• **Record set**
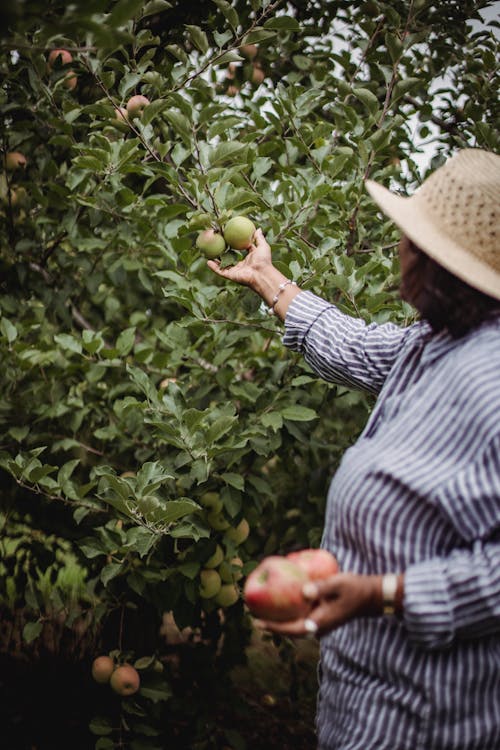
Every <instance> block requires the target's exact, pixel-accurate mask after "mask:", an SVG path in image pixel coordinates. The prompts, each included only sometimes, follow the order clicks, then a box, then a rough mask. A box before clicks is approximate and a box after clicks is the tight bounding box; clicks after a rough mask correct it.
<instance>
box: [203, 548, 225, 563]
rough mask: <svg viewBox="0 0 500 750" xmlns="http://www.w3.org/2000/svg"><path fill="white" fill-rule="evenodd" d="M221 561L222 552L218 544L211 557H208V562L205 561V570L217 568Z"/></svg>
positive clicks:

• **What this task involves**
Across all the entries, count the lines that contain the word "path" and give the number by itself.

• **Output of the exercise**
2